Collection entries
<<<<

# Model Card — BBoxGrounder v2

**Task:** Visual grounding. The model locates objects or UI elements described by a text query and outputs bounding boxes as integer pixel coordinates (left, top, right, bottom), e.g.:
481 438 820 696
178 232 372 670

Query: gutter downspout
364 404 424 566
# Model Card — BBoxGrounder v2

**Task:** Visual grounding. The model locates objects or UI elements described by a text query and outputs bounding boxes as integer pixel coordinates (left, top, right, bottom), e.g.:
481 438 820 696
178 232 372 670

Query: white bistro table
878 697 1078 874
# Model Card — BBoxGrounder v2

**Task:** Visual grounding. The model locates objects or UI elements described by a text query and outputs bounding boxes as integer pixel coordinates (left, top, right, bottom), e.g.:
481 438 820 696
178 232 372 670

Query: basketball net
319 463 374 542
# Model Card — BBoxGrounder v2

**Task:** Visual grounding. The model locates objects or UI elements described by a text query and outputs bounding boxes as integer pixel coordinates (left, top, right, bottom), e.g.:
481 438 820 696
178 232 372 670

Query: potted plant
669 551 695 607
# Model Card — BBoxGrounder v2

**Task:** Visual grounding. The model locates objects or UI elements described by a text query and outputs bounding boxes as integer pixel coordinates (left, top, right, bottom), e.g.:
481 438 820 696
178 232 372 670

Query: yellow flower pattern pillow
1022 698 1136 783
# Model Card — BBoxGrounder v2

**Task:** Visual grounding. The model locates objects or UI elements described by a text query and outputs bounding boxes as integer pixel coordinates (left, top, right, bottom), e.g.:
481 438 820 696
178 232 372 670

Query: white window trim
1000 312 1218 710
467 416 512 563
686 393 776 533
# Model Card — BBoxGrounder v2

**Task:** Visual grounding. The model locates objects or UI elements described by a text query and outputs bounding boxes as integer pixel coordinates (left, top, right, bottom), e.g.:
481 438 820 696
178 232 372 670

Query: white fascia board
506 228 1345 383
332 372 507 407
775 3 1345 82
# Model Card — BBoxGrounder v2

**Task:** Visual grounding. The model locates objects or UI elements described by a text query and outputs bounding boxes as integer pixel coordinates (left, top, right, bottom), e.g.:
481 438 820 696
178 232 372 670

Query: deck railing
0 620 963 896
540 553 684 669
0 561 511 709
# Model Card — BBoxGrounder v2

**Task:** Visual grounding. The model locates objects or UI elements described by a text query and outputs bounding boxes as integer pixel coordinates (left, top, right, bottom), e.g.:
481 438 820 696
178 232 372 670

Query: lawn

>>>>

What is needed: Reproduce all of the data exactly as given.

Result for this exercise:
# Model Card — BBoxGrounder v2

**Task:** Visual grounding. The model locates objects or UI elements described by a text query and outputs bounding boxes as integer pixel coordinates (left, top, right, bottom), e.g.:
481 438 820 696
178 232 372 670

Query: gutter downspout
364 404 424 566
# Model Card — BBoxGrounder v2

**Task:** Visual grounding. The model locates objects or UI elements described by a text query and outputs bounding boxes as integer pixel coordinates (left, top, right, bottom), e.g.:
481 438 820 696
178 232 372 670

Query: white bistro table
878 697 1078 874
# Model Card — BBoxGrounder v2

**Task:** Visual grounding. The model locates objects or UI elements described by a text query and outputs bounding boxes as integer pixel coordinates (left, top, right, bottom), e.g.:
481 438 820 696
178 232 372 670

Query: basketball net
319 463 374 542
# Model Card — BBoxGrounder v2

**Task:** Visual grounding. The model locates objects or UI elements described by a text query and outputs bounding boxes as integer pixel coordinates (left, top, right, bottom), e.g.:
481 438 820 696
178 232 372 670

Query: potted plant
669 551 695 607
# Model Card — BBoxGrounder v2

**Task:** Visual grounding. The model locates objects or UI elements described by a text query and outputs bounding boxes as integer pixel coordinates (left, top, right, bottom), e.g.:
481 438 820 696
178 232 372 670

Query: yellow flower pattern pillow
1022 698 1136 783
# Model Card — BBoxGrounder v2

**Task:** Visual grounding. The model locates objects or UI elements described by a text query and outputs bounding boxes as integer pixel coordinates (left, top, right, bottom), e.g.:
481 438 820 696
178 232 372 670

Query: white window trim
1000 312 1218 710
467 416 512 563
686 393 776 533
# Model Card — BBoxGrounder v2

**Task:** Visual grounding. The model locates objects or UI elements described by a text query and outputs bounding boxes as integer pixel coordinates (left, top, right, bottom), e.g.:
481 438 820 696
178 232 372 670

Query: white fascia board
506 228 1345 383
332 372 507 407
775 3 1345 82
# Model Card — BBoxGrounder v2

**Task:** Visual grounding. The model locates objects or UI elements described by a text query and outputs bounding boxes as integer pixel coordinates (left, top, right, bottom), e.g.:
481 438 820 696
178 232 372 670

Query: deck railing
0 620 963 896
540 553 684 669
0 561 511 709
# Model Card — BBoxGrounder v2

**Task:** Visual grounding. The model locates objects or UI elements described by a text query and outputs bounding boxes as integer pixel coordinates (left, top, right, bottom), e.g.:
481 438 820 696
178 232 372 670

Query: lawn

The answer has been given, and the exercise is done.